# Ferry to Ireland



## DJMotorhomer (Apr 15, 2010)

Hi All

what are the best ferry companies to use to get to Ireland

Cheers
DJM


----------



## TeamRienza (Sep 21, 2010)

Hi DJM,

I don't think there is much to choose between them. We in Ireland believe there is a cartel and the cost of a 3 hour trip can be over €350.

Irish ferries and stena operate out of Dublin to Holyhead and Roslare to Pembroke. Stena and P&O do Belfast/Larne to Stranraer. The prices only seem to have a few pounds difference. The best ways to save money are to check travel at off peak days and times.

You may get a reduction with one of the clubs and I think stena give some reduction for age. Tesco vouchers can be used on most routes.

Irish ferries charge by height but the others charge by length, so this may be relevant. 

There are also ferries from Liverpool to Dublin or Belfast. The day sailing used to be cheaper than the night crossing but I have not used this.

You can also go by freight boat from Warrenpoint ( near Newry ) but you need to go at short notice and phone for quote, can't remember the port on the English side. I will find out the website from another forum and post it here later.

Hope this helps.

Davy


----------



## mgdavid (Nov 27, 2014)

define 'best' -
cheapest?
most frequent?
most convenient departure point to you?
newest ships?
there's Stena, P&O, and Irish Ferries


----------



## TeamRienza (Sep 21, 2010)

Hi, back again.

http://www.seatruckferries.com/ports/warrenpoint#warrenpoint-heysham

The service seems to run from warrenpoint to Heysham, or Dublin to Liverpool.

Not used it myself, but was the subject of a thread on motorhomecraic the Irish forum. Supposedly cheap but needs to be booked close to possible departure date. Think it said they can take 2 motor homes, which I would guess is more to do with accommodation than capacity as it is an 8 hour crossing, so passenger numbers may be pivotal.

Have a good trip and if you need advice join the 'craic'

Davy


----------

> **Material provided**:
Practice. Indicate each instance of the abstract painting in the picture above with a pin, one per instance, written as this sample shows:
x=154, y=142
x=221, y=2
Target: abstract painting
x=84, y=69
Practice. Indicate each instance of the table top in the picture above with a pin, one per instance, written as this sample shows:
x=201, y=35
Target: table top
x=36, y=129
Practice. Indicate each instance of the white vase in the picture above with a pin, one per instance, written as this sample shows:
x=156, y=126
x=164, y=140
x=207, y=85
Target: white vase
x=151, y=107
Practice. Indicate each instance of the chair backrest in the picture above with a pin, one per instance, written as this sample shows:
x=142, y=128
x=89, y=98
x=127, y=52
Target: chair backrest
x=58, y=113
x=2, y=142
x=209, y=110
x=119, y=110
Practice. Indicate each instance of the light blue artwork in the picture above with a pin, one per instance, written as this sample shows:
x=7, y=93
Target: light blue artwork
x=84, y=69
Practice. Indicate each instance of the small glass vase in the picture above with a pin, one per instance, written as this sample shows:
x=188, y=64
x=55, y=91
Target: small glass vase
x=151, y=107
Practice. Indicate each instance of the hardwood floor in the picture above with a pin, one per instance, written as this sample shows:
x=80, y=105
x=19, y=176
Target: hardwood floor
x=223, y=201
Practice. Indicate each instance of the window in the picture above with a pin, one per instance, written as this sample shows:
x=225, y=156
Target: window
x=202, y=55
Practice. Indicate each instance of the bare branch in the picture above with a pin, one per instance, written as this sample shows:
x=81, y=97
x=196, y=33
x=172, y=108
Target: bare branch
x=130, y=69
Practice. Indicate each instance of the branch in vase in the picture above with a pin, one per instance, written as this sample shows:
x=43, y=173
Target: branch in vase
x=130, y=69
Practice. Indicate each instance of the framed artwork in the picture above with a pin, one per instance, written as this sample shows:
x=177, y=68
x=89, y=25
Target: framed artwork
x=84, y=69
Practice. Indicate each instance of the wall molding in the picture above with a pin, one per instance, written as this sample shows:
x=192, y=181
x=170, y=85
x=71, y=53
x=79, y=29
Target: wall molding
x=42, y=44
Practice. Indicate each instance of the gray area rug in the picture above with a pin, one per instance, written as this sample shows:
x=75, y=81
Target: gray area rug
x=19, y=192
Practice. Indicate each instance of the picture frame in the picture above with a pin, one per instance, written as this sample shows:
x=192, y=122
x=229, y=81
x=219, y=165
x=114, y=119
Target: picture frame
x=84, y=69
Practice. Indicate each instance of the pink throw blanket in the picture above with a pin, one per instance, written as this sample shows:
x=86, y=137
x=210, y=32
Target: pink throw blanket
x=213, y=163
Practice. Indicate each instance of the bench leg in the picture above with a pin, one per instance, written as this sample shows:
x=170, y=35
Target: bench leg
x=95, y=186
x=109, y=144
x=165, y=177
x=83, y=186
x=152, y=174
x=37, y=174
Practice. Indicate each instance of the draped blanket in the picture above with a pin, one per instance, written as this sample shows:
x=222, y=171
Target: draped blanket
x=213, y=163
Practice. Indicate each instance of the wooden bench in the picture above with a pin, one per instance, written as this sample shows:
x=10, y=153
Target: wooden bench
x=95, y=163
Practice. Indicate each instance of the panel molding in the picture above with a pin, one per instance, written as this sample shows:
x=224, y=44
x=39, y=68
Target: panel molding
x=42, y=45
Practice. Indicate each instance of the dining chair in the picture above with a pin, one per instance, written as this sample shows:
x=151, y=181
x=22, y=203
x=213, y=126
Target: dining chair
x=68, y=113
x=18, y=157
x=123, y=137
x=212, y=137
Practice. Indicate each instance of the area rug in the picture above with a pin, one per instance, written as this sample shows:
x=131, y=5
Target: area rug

> **Work to do**:
1/ Answer the following questions about the forum thread on ferries to Ireland, marking each answer with the matching letter.
(a) How do Irish Ferries charge, compared with the other companies?
(b) Which companies operate between Belfast/Larne and Stranraer?
(c) Between which places does the freight service seem to run?
2/ Rescale part of the listing. Begin at the line that has "Practice. Indicate each instance of the wall" and stop after the line that has "x=19, y=192". Reproduce every line in that span, requests included. Multiply only the coordinates in the answers by 0.6, rounding to whole numbers with halves rounded up.

> **Outputs in order**:
1/
(a) Irish Ferries charge by height; the others charge by length.
(b) Stena and P&O.
(c) From Warrenpoint to Heysham, or from Dublin to Liverpool.

2/
Practice. Indicate each instance of the wall molding in the picture above with a pin, one per instance, written as this sample shows:
x=192, y=181
x=170, y=85
x=71, y=53
x=79, y=29
Target: wall molding
x=25, y=26
Practice. Indicate each instance of the gray area rug in the picture above with a pin, one per instance, written as this sample shows:
x=75, y=81
Target: gray area rug
x=11, y=115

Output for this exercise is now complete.